Segment Start: Records supplied

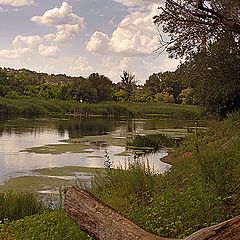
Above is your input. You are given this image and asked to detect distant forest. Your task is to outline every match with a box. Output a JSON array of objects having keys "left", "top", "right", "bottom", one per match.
[{"left": 0, "top": 67, "right": 193, "bottom": 105}]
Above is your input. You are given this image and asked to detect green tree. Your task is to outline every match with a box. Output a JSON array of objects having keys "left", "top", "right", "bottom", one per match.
[
  {"left": 120, "top": 71, "right": 137, "bottom": 101},
  {"left": 180, "top": 36, "right": 240, "bottom": 115},
  {"left": 144, "top": 73, "right": 162, "bottom": 95},
  {"left": 88, "top": 73, "right": 114, "bottom": 102},
  {"left": 180, "top": 87, "right": 195, "bottom": 105},
  {"left": 153, "top": 0, "right": 240, "bottom": 58}
]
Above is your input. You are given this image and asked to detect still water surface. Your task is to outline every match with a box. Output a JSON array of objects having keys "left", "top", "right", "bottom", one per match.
[{"left": 0, "top": 117, "right": 203, "bottom": 183}]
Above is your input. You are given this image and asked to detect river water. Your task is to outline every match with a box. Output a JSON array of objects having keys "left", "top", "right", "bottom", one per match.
[{"left": 0, "top": 117, "right": 203, "bottom": 183}]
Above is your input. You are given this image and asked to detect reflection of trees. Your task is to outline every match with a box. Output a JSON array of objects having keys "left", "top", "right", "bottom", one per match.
[
  {"left": 0, "top": 118, "right": 120, "bottom": 138},
  {"left": 0, "top": 118, "right": 47, "bottom": 136},
  {"left": 57, "top": 117, "right": 119, "bottom": 139}
]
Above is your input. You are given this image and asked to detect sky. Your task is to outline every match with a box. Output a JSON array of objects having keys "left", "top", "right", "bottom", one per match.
[{"left": 0, "top": 0, "right": 179, "bottom": 84}]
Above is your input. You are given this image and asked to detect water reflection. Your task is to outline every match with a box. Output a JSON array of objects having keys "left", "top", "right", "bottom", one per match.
[{"left": 0, "top": 117, "right": 205, "bottom": 183}]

Segment End: Records supplied

Exercise prompt
All of the material should be reproduced exactly, apart from the pictures.

Finished exercise
Above is your input. You are given this image and asked to detect distant forest. Your task is to outline every match with a box. Output a JSON array of objects having keys "left", "top", "right", "bottom", one per match.
[{"left": 0, "top": 67, "right": 193, "bottom": 105}]
Above is your input. You are given this image and asked to detect green tree. Your task is to outline every match with a box. Output a JSON array of objects having keys "left", "top", "right", "bottom", one per match.
[
  {"left": 120, "top": 71, "right": 137, "bottom": 101},
  {"left": 180, "top": 36, "right": 240, "bottom": 115},
  {"left": 144, "top": 73, "right": 162, "bottom": 95},
  {"left": 88, "top": 73, "right": 114, "bottom": 102},
  {"left": 180, "top": 87, "right": 195, "bottom": 105},
  {"left": 153, "top": 0, "right": 240, "bottom": 58}
]
Above is your input. You are given this image and asked to detect still water surface. Your task is to outline every match with a box. Output a JSON array of objects having keys "left", "top", "right", "bottom", one per match.
[{"left": 0, "top": 117, "right": 203, "bottom": 183}]
Above is your input. You are given this image and asked to detect river water. Your task is to outline every match with a box. Output a JSON array of objects having keys "left", "top", "right", "bottom", one per match.
[{"left": 0, "top": 117, "right": 203, "bottom": 183}]
Above is your input. You are given this image and asked to detect reflection of trees. Your task is to outline every match with a box. Output a JSON array of objects having keys "left", "top", "right", "bottom", one per match.
[
  {"left": 0, "top": 118, "right": 120, "bottom": 138},
  {"left": 0, "top": 118, "right": 47, "bottom": 136},
  {"left": 57, "top": 117, "right": 119, "bottom": 139}
]
Above is your input. You are given this image and asked to detect sky. Your task is to outline every match with a box. Output a JSON array of objects having keys "left", "top", "right", "bottom", one per match.
[{"left": 0, "top": 0, "right": 179, "bottom": 84}]
Above is your input. You are given this image and asked to detect water reflection. Your task is to outline every match with a box. Output a JSON array of objects having keys "left", "top", "right", "bottom", one per match.
[{"left": 0, "top": 117, "right": 205, "bottom": 183}]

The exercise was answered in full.